=== QUOTED TEXT ===

Walter Mondale was talking directly to these progressives when he said, “I would rather lose an election about decency than win one about self-interest.” Indeed, today’s dainty progressives, who demand purity in their candidates, have all but written honest self-interest out of the political debate. The jobs and special-favors programs they do endorse come wrapped as civil-rights crusades or “family policies.” These cause-of-the-month-club groupies have enough power in the Democratic primary system to crush any populist candidacy of the Kuttnerian stripe—unless such a candidate can successfully disguise his populism by exuding communitarian gush.

As it happens, this year there is such a candidate: Paul Simon. Just as the Roosevelt personality appealed to both elite progressives (with some misgivings) and aggrieved populists, Paul Simon is well constructed to capture votes from Cambridge to Carson City. The author of twelve books, with a bit of an unpolished, Adlai Stevenson graininess about him, Simon embraces a platform of out-and-out redistributionism: an $11-billion program for full employment, defense cuts, taxes on the rich—all adding up to a balanced budget. Most importantly, Simon believes that this wish list—which anybody from Michael Dukakis rightward would call disastrous for the nation—is actually in the national interest. His positions are opportunistic, but he is sincere about them, and sincerity is to the progressives what preparedness is to the Boy Scouts.

Simon’s problem, however, and Kuttner’s too, is that his conception of populism is still class-based and therefore obsolete. Real incomes have increased by about 200 percent since the New Deal; today’s populists are likely to have college degrees. In fact, the most visible populists in America are business leaders and Republican conservatives like T. Boone Pickens and H. Ross Perot, who have railed against big business and liberal cultural values in equally resonant terms. Even among Democrats, the most truly populist-sounding figure is Lee Iacocca. Class antagonism, once the base of populist discontent, has largely disappeared from American life, as is demonstrated in numerous polls by Roper and the National Opinion Research Center.

Nor is redistribution any longer the heart of a populist economic policy, although Kuttner and Simon still cling to the notion. The populism of the 1980’s, which cuts across economic lines, is fueled mostly by grievances about the internationalization of the U.S. economy. When a Wall Street Journal reporter asked Jesse Jackson what was his worst mistake in politics, the answer was: “Failure to study the internationalization of the economy and its damaging effects on all sectors of society, not only blacks.” If you ask many a Democratic politician what he is going to do to help the nation adapt to the internationalized economy, his response will be, “I’m against it.”

Thus we are back to protectionism. The trade measures now being proposed by Democrats would be a first step toward building a Great Wall around the American economy; restrictions on the flow of capital would be another. An electoral campaign informed by this new economic isolationism, and drawing on reserves of nativism, xenophobia, and anti-Asian racism, might indeed appeal to populist constituencies across the nation, and it might indeed be good for the prospects of the Democratic party. It would also be ugly in the extreme, the sort of spectacle only a George Washington Plunkitt would enjoy.

=== PROBLEMS ===
a - Answer these questions from the passage on populism:
(i) How many books has Paul Simon written?
(ii) By about how much have real incomes increased since the New Deal?
(iii) Who is named as the most truly populist-sounding figure among Democrats?
b - Print the part of the passage on populism that opens with the words containing "Simon’s problem, however, and" and closes with "Opinion Research Center.".

=== MATERIAL SHOWN ===

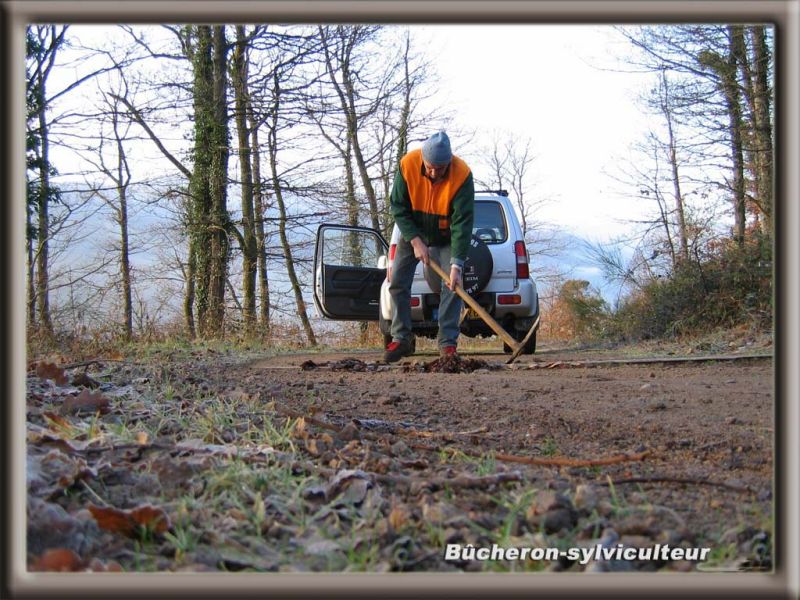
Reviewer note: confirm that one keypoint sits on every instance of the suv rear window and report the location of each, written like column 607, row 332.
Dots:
column 490, row 223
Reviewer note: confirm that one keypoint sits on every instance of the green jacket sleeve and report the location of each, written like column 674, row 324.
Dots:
column 461, row 219
column 400, row 205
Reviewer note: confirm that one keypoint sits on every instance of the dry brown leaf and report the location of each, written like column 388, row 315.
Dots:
column 130, row 522
column 398, row 517
column 58, row 559
column 311, row 447
column 86, row 401
column 59, row 421
column 50, row 371
column 82, row 379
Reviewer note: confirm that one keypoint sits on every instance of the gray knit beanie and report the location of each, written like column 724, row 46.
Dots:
column 436, row 149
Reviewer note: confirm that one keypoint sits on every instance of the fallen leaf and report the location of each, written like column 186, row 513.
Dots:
column 52, row 372
column 197, row 445
column 131, row 522
column 86, row 401
column 398, row 517
column 82, row 379
column 58, row 559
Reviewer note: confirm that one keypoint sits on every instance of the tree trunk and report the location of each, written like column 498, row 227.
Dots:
column 189, row 296
column 763, row 126
column 250, row 248
column 121, row 179
column 348, row 36
column 287, row 249
column 42, row 250
column 402, row 132
column 218, row 187
column 735, row 115
column 683, row 236
column 198, row 213
column 31, row 272
column 261, row 246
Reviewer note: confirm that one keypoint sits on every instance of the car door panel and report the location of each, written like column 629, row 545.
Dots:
column 347, row 276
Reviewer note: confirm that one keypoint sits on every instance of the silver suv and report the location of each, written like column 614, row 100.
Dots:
column 350, row 276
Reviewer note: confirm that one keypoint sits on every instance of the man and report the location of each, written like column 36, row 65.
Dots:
column 433, row 204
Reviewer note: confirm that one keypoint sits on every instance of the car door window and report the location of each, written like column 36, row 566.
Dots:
column 489, row 225
column 348, row 248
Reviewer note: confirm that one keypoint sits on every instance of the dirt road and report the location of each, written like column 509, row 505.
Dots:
column 708, row 426
column 331, row 462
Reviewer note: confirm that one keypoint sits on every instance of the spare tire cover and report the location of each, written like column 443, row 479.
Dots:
column 477, row 269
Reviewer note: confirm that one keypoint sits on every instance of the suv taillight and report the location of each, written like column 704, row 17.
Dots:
column 523, row 272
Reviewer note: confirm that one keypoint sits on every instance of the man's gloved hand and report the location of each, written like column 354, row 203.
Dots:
column 420, row 250
column 455, row 278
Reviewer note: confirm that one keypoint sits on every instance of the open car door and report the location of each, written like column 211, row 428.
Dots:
column 348, row 272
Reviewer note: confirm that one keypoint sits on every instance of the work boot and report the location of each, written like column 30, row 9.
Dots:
column 397, row 350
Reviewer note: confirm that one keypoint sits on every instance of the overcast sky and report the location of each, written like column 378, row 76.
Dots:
column 555, row 85
column 561, row 86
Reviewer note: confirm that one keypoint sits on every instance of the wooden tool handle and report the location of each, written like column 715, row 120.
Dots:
column 473, row 304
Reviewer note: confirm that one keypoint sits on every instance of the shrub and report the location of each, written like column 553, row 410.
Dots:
column 731, row 285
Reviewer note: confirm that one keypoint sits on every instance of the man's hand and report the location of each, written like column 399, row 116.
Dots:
column 455, row 278
column 420, row 250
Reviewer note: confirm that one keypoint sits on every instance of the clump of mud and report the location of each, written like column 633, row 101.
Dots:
column 448, row 364
column 346, row 364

=== RESULTS IN ORDER ===
a -
(i) Twelve.
(ii) By about 200 percent.
(iii) Lee Iacocca.

b -
Simon’s problem, however, and Kuttner’s too, is that his conception of populism is still class-based and therefore obsolete. Real incomes have increased by about 200 percent since the New Deal; today’s populists are likely to have college degrees. In fact, the most visible populists in America are business leaders and Republican conservatives like T. Boone Pickens and H. Ross Perot, who have railed against big business and liberal cultural values in equally resonant terms. Even among Democrats, the most truly populist-sounding figure is Lee Iacocca. Class antagonism, once the base of populist discontent, has largely disappeared from American life, as is demonstrated in numerous polls by Roper and the National Opinion Research Center.